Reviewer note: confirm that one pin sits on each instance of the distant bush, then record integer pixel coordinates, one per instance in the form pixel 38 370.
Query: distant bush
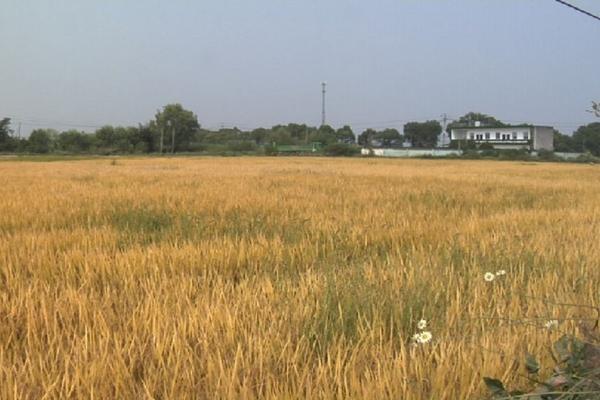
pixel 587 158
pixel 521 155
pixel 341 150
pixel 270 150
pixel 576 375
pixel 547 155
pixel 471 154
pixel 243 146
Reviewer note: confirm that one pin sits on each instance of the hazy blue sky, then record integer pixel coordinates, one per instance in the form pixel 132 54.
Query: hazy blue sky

--

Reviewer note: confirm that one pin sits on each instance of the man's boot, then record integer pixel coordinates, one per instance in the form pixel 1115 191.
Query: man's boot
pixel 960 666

## [EXERCISE REQUIREMENTS]
Copy out the items word for word, covering the stretch from the line containing "pixel 132 54." through the line containing "Query: hazy blue sky".

## [SOLUTION FOR THIS PROBLEM]
Reviewer note: confirm that one pin sits on each instance of the hazy blue sky, then record integer pixel coordinates, one per instance in the form pixel 132 54.
Query: hazy blue sky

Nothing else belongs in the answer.